Format the data that follows as a numbered list, omitting any blank lines.
-------- EXERCISE MATERIAL --------
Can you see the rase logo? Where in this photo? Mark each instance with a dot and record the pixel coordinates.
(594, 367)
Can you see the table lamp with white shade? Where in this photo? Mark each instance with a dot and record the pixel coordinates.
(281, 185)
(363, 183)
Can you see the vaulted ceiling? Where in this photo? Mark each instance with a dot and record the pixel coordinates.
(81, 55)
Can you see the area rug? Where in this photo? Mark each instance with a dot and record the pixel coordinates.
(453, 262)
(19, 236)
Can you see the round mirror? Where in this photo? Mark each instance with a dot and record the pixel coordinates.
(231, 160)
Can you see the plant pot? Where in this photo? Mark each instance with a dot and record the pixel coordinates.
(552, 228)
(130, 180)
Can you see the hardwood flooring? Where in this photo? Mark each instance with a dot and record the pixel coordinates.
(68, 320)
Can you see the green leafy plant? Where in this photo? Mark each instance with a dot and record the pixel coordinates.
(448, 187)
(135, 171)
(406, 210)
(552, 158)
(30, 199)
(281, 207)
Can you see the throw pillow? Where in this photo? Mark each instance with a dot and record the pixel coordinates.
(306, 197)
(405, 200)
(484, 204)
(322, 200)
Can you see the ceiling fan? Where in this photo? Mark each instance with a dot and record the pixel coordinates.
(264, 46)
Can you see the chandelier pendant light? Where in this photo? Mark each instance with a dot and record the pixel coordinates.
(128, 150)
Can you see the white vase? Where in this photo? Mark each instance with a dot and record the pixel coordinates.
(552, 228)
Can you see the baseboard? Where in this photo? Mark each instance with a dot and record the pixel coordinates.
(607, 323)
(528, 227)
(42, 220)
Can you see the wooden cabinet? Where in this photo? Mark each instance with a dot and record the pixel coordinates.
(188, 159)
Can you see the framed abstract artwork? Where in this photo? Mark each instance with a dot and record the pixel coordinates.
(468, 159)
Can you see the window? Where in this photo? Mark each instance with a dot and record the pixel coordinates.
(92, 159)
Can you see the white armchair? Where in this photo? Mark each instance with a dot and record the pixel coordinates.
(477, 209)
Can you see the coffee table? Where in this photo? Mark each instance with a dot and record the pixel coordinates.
--------
### RESULT OF THIS EXERCISE
1. Can you see the rase logo? Where in this photo? Mark each instance with a dot and record the pixel coordinates.
2. (594, 367)
3. Can you see the table lamp with white shade? Where in this photo? Mark each instance with a dot and record the pixel coordinates.
4. (281, 185)
5. (363, 183)
6. Can you see the vaulted ceiling? Where in this photo? Mark each instance with a dot and record the pixel coordinates.
7. (81, 55)
8. Can you see the area rug? Where in this photo? Mark each instance with a dot and record the pixel coordinates.
9. (453, 262)
10. (19, 236)
11. Can you see the round mirror? Where in this photo? Mark each instance with a dot and record the pixel coordinates.
12. (231, 160)
13. Can you see the plant pot? Where in this photo? Mark each instance with a dot and record the pixel coordinates.
14. (552, 228)
15. (130, 180)
16. Can you see the hardwood flooring? Where in this photo? Mark each instance with a dot and record the pixel coordinates.
17. (68, 320)
18. Can you see the green leafy plant? Where in this photo? Mark each instance with a dot and record the pixel coordinates.
19. (448, 187)
20. (135, 171)
21. (406, 210)
22. (552, 158)
23. (30, 199)
24. (281, 207)
25. Can you see the throw pillow? Where in this photo? Mark each instance with a dot and record the pixel coordinates.
26. (306, 197)
27. (405, 200)
28. (484, 204)
29. (322, 200)
30. Can you see the ceiling fan? Where in this photo? Mark each instance with a dot and record the pixel coordinates.
31. (264, 46)
32. Can you see the chandelier pendant light? Where in this photo? Mark each instance with a dot and record the pixel coordinates.
33. (128, 150)
34. Can you see the white vase? Where in this photo? Mark each instance with a dot and record the pixel coordinates.
35. (552, 228)
36. Can you see the baseboard? Where in this photo? Mark each instance with a dot and record the pixel coordinates.
37. (607, 323)
38. (528, 227)
39. (42, 220)
40. Can you see the wooden cabinet? Where in this photo? Mark each instance with a dot and record the pixel coordinates.
41. (188, 159)
42. Can you see the framed abstract artwork? Where in this photo? Mark each instance with a dot and record the pixel coordinates.
43. (468, 159)
44. Can you see the window? Where in this photo? Mark each instance with a dot and record the pixel coordinates.
45. (92, 159)
46. Can you see the white armchair? Where in this photo? Mark each instance with a dot and record the pixel coordinates.
47. (477, 209)
48. Can you see the coffee table? Where in this photo? Mark each instance with a dot and record the pixel coordinates.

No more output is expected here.